* [WHAT YOU SHOULD DO] Copy only the lines from the one with "Objective — one dot per instance of the decorative" through the end of the records, exactly as they stand. No pictures belong in the copy.

-- RECORDS SUPPLIED follows --

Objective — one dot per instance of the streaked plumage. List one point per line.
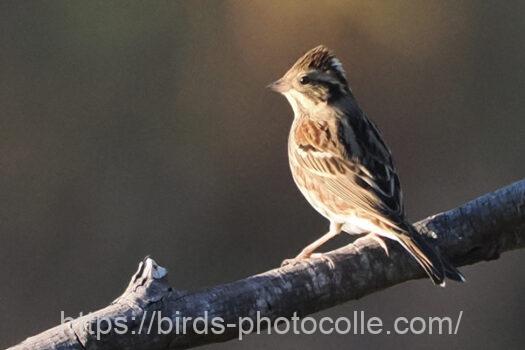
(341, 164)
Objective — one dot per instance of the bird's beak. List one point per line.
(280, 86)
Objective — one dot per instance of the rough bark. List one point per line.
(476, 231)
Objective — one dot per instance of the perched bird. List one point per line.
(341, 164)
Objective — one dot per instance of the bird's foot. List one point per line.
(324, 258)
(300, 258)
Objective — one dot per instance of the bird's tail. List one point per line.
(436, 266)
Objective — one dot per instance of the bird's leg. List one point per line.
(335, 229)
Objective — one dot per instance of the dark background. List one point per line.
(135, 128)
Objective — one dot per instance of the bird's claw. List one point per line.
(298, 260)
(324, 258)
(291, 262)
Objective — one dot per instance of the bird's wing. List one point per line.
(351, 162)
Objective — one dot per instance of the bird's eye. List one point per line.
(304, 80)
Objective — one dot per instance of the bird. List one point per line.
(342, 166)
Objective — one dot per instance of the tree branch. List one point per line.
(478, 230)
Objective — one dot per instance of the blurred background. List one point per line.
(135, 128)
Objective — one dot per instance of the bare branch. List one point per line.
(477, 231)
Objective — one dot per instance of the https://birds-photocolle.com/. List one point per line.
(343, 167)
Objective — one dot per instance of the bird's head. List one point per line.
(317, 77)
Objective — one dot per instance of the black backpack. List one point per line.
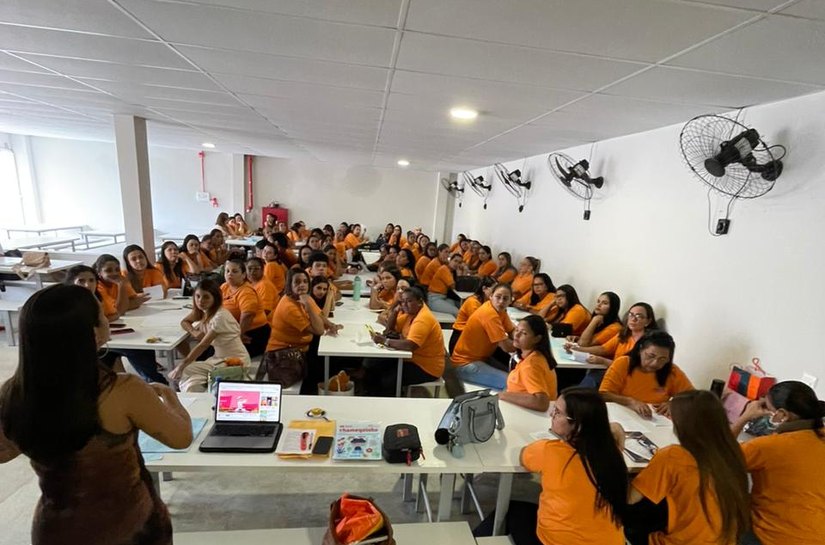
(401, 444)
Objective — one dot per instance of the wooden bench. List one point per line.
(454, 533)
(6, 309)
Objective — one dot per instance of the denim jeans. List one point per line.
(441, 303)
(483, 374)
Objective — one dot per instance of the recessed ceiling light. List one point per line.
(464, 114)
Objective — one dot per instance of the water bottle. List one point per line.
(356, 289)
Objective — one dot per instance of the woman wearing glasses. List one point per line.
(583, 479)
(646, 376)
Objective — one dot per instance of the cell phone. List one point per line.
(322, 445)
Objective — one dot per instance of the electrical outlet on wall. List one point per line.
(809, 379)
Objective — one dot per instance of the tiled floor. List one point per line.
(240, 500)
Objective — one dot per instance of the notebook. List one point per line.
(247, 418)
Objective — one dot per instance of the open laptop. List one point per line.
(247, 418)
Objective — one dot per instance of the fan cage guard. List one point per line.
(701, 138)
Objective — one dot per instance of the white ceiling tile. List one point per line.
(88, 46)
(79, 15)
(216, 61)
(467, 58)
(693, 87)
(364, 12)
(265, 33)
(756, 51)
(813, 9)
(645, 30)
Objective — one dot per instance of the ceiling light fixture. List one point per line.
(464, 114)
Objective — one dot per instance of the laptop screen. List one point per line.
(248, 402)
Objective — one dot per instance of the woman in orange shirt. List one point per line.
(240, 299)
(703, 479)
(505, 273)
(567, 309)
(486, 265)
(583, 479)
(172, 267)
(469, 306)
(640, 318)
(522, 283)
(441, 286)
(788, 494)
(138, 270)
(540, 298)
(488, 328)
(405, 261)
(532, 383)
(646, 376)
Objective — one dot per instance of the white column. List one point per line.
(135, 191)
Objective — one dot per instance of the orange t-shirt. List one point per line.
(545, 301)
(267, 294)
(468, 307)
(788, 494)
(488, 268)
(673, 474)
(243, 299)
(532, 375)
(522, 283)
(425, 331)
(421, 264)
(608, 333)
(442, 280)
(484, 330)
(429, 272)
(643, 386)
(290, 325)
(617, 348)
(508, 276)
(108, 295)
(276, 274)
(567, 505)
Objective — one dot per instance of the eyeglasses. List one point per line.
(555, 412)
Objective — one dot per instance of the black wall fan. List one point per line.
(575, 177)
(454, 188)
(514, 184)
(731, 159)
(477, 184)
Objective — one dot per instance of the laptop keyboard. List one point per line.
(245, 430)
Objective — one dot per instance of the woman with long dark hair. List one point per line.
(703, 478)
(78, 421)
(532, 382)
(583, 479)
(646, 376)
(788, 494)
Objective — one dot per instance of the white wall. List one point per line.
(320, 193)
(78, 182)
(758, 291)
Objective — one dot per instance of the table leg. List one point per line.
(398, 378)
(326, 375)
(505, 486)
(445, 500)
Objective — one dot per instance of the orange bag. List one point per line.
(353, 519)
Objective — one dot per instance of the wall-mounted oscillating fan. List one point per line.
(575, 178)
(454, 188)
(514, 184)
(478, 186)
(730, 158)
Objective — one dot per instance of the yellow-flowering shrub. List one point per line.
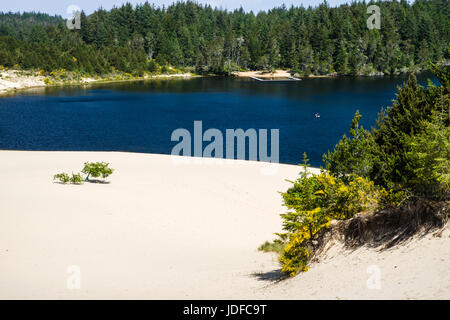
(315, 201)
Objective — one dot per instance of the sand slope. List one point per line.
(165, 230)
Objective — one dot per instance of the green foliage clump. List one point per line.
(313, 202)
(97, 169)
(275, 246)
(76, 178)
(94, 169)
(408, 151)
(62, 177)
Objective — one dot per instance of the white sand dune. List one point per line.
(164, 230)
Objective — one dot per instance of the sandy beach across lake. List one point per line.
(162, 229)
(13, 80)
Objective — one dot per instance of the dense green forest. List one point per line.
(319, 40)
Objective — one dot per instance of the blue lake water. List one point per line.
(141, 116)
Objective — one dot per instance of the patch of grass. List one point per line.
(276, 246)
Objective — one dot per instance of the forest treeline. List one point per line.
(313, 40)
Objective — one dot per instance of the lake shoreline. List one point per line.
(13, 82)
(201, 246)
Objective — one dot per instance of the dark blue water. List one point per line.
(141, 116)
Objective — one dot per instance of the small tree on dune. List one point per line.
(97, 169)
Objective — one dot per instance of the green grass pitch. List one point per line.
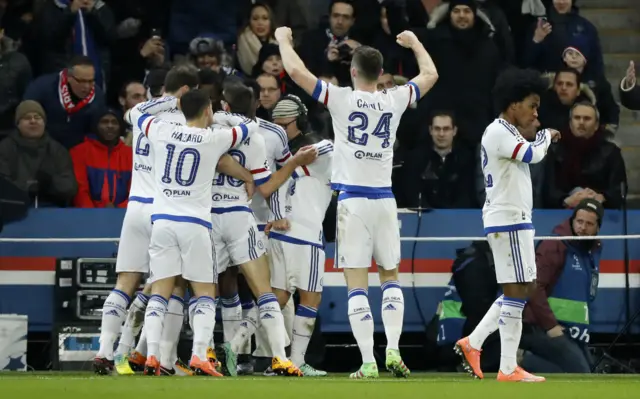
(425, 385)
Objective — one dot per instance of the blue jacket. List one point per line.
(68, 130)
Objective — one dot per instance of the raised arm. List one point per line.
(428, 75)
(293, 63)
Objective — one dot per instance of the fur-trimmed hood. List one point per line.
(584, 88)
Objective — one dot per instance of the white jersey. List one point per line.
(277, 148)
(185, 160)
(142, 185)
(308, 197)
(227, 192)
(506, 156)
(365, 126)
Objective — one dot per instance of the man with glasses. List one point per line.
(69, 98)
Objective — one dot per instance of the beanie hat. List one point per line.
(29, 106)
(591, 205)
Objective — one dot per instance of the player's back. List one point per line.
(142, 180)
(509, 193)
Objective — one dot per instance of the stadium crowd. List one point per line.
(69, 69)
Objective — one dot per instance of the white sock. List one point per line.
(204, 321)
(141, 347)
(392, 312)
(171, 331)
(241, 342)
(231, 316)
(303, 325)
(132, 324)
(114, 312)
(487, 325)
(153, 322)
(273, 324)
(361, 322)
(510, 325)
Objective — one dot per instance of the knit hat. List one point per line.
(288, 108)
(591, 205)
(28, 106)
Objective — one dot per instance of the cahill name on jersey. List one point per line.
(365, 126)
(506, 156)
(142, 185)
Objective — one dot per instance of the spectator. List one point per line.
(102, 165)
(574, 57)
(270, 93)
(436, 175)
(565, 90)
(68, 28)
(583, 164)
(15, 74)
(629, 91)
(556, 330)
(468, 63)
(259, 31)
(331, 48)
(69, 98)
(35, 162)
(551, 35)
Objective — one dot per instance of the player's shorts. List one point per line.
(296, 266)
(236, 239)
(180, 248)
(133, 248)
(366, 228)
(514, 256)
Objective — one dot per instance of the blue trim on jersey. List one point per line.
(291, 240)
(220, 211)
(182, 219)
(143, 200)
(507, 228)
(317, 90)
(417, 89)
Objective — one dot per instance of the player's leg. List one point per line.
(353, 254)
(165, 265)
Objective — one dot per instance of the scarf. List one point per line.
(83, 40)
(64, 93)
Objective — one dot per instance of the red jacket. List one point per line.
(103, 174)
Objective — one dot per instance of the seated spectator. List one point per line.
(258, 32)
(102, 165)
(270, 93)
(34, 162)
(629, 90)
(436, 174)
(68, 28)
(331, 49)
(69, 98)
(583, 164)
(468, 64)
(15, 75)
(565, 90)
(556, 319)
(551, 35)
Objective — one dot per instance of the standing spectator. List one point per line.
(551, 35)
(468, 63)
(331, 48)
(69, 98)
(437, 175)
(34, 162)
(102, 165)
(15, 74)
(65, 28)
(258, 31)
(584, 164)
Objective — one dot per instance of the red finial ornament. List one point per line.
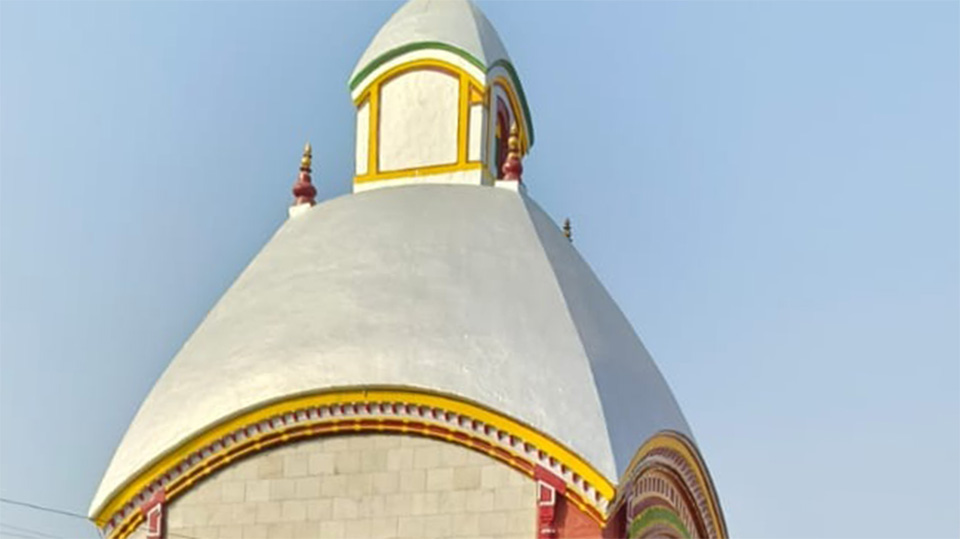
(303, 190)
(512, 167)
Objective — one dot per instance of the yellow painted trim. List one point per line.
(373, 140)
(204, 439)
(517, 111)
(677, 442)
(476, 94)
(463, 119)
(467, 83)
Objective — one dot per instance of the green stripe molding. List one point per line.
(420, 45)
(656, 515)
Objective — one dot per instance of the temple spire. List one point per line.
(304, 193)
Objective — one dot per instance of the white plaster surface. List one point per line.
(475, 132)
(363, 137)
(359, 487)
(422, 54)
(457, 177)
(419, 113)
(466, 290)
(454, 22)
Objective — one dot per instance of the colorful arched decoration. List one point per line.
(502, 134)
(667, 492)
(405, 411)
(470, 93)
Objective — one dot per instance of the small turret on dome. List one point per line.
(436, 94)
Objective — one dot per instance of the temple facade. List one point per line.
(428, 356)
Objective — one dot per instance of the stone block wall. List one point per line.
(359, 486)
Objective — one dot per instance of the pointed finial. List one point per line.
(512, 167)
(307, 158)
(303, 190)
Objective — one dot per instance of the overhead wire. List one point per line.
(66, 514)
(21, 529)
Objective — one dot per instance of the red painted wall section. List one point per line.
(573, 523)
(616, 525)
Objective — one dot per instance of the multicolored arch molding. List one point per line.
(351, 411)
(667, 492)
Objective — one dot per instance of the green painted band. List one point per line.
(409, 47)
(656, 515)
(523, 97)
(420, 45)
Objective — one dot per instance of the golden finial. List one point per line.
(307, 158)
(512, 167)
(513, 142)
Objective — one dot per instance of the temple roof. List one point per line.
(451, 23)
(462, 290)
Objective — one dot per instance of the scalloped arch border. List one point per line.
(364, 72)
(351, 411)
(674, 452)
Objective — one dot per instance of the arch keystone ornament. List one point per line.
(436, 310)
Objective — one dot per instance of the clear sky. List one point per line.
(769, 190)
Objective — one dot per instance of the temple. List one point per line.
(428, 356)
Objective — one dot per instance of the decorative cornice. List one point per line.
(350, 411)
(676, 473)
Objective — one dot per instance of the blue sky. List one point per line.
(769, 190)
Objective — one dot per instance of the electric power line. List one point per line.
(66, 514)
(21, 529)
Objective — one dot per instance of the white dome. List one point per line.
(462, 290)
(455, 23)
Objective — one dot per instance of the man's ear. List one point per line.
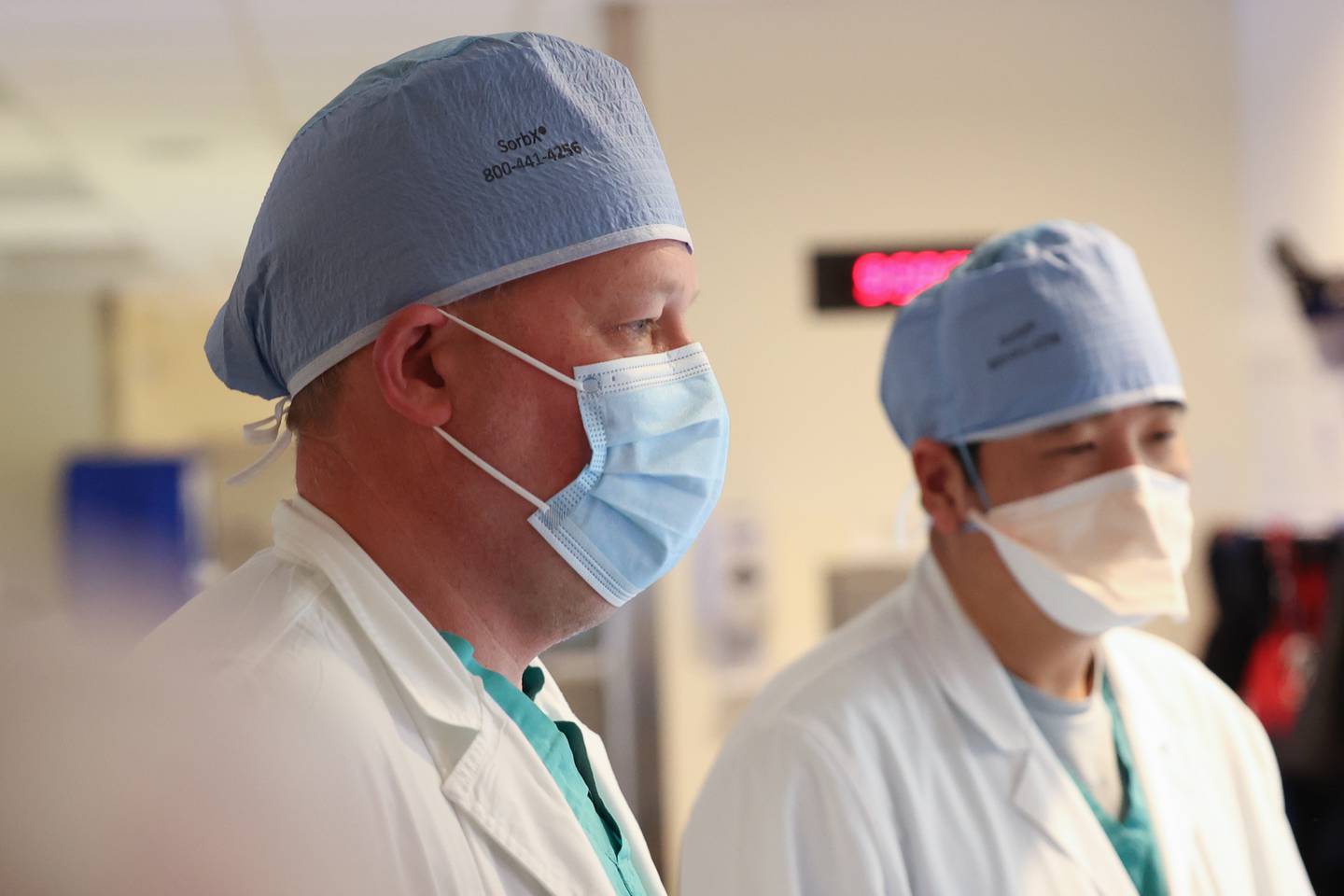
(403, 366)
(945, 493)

-- RECORDS SUPPLIED concluded --

* [WORKED SOLUTION]
Objective — one dot per instance of the decorative cornice. List one point per line.
(350, 411)
(676, 473)
Objective — one dot per instance of the blue sky. List one point per line.
(769, 190)
Objective — one dot per instance of the electric power line. List one point per line.
(66, 514)
(21, 529)
Objective — one dot per instance of the white dome. List one point per line.
(462, 290)
(455, 23)
Objective — one dot per instance of the man's ear. List one point per line.
(403, 366)
(945, 493)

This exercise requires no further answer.